| About this exercise |
Gather up every line from the entries below that uses the word "Annotate".

| Source information |

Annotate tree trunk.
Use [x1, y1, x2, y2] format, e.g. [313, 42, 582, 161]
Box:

* * *

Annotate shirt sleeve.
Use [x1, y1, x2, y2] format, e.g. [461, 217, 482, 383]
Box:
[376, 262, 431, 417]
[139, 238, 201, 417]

| Answer box |
Annotate tree trunk.
Annotate shirt sleeve.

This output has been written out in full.